[Input Boundary: Start]

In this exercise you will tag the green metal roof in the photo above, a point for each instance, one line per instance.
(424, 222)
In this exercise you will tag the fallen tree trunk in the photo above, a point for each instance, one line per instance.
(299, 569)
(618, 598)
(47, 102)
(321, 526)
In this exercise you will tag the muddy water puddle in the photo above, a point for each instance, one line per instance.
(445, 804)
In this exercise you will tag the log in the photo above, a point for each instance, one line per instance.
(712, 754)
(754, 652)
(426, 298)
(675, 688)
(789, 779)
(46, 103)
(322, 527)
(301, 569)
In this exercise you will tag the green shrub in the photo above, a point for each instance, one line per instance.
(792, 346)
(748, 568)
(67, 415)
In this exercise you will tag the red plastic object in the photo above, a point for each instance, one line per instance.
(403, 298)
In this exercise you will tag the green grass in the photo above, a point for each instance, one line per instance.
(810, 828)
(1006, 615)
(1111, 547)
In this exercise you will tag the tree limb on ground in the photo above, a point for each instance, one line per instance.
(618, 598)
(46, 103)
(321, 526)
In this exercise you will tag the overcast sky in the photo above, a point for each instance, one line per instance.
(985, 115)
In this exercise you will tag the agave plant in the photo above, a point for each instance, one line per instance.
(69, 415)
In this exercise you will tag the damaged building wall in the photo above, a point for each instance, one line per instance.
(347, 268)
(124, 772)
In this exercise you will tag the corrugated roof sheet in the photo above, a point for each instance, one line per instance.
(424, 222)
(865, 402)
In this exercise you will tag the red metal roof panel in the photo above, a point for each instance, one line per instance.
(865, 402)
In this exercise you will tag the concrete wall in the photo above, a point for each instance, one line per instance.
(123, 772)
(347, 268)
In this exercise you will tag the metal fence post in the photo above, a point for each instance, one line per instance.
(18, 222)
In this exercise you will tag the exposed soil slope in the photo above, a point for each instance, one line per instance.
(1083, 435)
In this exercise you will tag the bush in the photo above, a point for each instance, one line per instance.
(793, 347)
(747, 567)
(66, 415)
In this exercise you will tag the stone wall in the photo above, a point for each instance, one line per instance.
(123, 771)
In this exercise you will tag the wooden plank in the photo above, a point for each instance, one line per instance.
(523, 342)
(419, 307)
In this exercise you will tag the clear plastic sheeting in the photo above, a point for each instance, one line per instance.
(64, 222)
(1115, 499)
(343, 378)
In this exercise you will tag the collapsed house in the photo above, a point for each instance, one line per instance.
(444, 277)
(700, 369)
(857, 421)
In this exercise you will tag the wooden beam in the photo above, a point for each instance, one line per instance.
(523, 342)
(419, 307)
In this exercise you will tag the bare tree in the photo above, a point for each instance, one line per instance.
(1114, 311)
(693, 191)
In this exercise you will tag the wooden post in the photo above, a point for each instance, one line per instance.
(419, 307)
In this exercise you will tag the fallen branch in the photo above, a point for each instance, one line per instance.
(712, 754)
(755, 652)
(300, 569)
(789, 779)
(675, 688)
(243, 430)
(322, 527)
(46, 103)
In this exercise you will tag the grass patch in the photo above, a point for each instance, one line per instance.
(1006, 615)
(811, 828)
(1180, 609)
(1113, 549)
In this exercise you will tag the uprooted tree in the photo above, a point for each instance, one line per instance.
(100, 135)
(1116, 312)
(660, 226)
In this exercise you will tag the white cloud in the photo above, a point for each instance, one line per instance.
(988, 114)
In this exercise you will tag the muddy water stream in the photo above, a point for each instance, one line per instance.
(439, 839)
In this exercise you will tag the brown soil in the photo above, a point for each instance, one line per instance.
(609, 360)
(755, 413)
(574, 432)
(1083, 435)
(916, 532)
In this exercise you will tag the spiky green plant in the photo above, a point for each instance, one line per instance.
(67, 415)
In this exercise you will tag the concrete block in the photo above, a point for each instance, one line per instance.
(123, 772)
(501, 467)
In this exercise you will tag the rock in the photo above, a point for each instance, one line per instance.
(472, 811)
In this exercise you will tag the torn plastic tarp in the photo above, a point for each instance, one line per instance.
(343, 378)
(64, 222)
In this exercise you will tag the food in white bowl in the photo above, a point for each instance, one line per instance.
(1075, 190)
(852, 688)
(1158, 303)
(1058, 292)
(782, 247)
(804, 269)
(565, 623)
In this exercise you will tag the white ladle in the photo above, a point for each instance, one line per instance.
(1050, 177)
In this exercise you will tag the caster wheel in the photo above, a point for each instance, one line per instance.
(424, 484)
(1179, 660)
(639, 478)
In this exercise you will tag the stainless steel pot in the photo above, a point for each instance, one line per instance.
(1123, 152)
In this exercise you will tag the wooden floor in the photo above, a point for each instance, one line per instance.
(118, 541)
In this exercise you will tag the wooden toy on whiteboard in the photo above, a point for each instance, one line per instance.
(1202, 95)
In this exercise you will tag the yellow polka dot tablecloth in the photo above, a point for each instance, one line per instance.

[Input Boundary: End]

> [Task requirements]
Please transcribe the data shown above in full, exactly as it stands.

> [Reply]
In this exercise you will tag the green metal roof in the photo above, a point for each instance, one line per instance.
(424, 222)
In this exercise you will tag the fallen tree trunk in the photo above, a point for each instance, one line per instance.
(299, 569)
(618, 598)
(47, 102)
(321, 526)
In this exercise you will tag the muddy water puddle in the photo above, a point for each instance, one line per instance.
(445, 804)
In this exercise you will tag the log in the photo above, a point for each instance, one line per instance.
(712, 754)
(754, 652)
(426, 298)
(675, 688)
(789, 779)
(46, 103)
(322, 527)
(301, 569)
In this exercise you will tag the green shrub in the photo above, a point for each instance, one line per instance.
(792, 346)
(748, 568)
(67, 415)
In this exercise you will tag the red plastic object in the photo above, a point for each instance, one line per instance.
(403, 298)
In this exercise you will tag the green grass in the photo above, a point for each instance, one line per instance.
(810, 828)
(1006, 615)
(1111, 547)
In this exercise you will tag the tree limb on ground in the photo above, a point for each instance, one line per instance.
(618, 598)
(46, 103)
(321, 526)
In this exercise you will tag the overcast sky in the photo above, a point for each instance, one line per instance.
(985, 115)
In this exercise you will tag the agave plant in the photo above, a point for each instance, one line per instance.
(69, 415)
In this exercise you will tag the damaged building wall in the photo above, a point for each instance, one line per instance.
(347, 268)
(124, 772)
In this exercise you will tag the corrugated roof sheet in the photo above, a point for each instance, one line per instance.
(424, 222)
(865, 402)
In this exercise you will tag the red metal roof panel in the photo above, a point for each instance, one line per instance.
(865, 402)
In this exercise you will tag the concrete wall in the photo above, a point for each instance, one line per instance.
(123, 772)
(347, 268)
In this exercise you will tag the metal fence post in the photo above, a point for each instance, one line per instance.
(18, 222)
In this exercise you will tag the exposed soil slope in the photo above, a point for each instance, one line per instance.
(1083, 435)
In this exercise you will tag the bush in the photo above, a point for each instance, one line per instance.
(793, 347)
(747, 567)
(66, 415)
In this exercise you will tag the stone wall in the photo above, a point for each instance, one line per instance.
(123, 771)
In this exercise you will tag the wooden plank in the photo above, a point for each instance, one line per instance.
(523, 342)
(419, 307)
In this exercise you will tag the clear plastic sheeting in the photo above, a point for each instance, one line per instance.
(64, 222)
(1115, 499)
(343, 378)
In this exercise you will tag the collapsed house in the photo above, a point for each instance, one line per instance.
(444, 277)
(700, 369)
(857, 421)
In this exercise you will tag the wooden beam in the photo above, a point for each instance, one line per instance.
(523, 342)
(419, 307)
In this exercise you will tag the bare tree in the photo above, a point for each instance, one line per instance.
(1114, 311)
(693, 191)
In this exercise you will tag the wooden post in the photo above, a point for each instance, one line per instance.
(419, 307)
In this exercise you will tag the fallen branch in the photo above, a point for each instance, one line per instance.
(712, 754)
(755, 652)
(300, 569)
(789, 779)
(675, 688)
(243, 430)
(322, 527)
(46, 103)
In this exercise you will tag the grass patch in the photo above, a point for each instance, one line per instance.
(1006, 615)
(811, 828)
(1180, 609)
(1113, 549)
In this exercise you will tag the uprooted tree in the photo above, a point for each instance, one line per instance.
(100, 135)
(1116, 312)
(660, 226)
In this exercise you will tag the white cloud in the photo above, a point for each instance, one line per instance.
(988, 114)
In this exercise you will tag the muddy water stream in the photo above, a point for each instance, one line per instance.
(439, 839)
In this exercise you will tag the brown soil in the photo above, a point for each instance, one line per instance.
(609, 360)
(755, 413)
(574, 432)
(1083, 435)
(916, 532)
In this exercise you will tag the spiky green plant in the photo above, a point for each instance, one line per instance.
(67, 415)
In this exercise you will tag the concrete block in the photo above, a point for each instance, one line per instance.
(123, 772)
(501, 467)
In this exercise you will tag the rock in the photo above, a point for each instance, one line per instance.
(472, 811)
In this exercise you will tag the torn plastic tarp in the photo above, a point for each instance, one line per instance.
(343, 378)
(64, 222)
In this exercise you will tag the food in white bowl in the photo above, a point for each instance, one line per instance.
(1075, 190)
(852, 688)
(1158, 303)
(1058, 292)
(782, 247)
(804, 269)
(565, 623)
In this exercise you will tag the white ladle in the photo above, a point for each instance, one line per instance.
(1050, 177)
In this exercise you will tag the caster wheel in the photo above, a point for each instance, one line per instance.
(424, 484)
(1179, 660)
(639, 478)
In this exercise you will tag the stainless steel pot in the photo above, a point for each instance, one line per instance.
(1123, 152)
In this exercise you will tag the wooden floor in the photo above, a point for each instance, one line per instance.
(118, 541)
In this exercise you will tag the wooden toy on whiteboard in the photo above, a point for each instance, one line per instance.
(1202, 95)
In this exercise you will tag the yellow polka dot tablecloth in the photo above, a point for each instance, one line per instance.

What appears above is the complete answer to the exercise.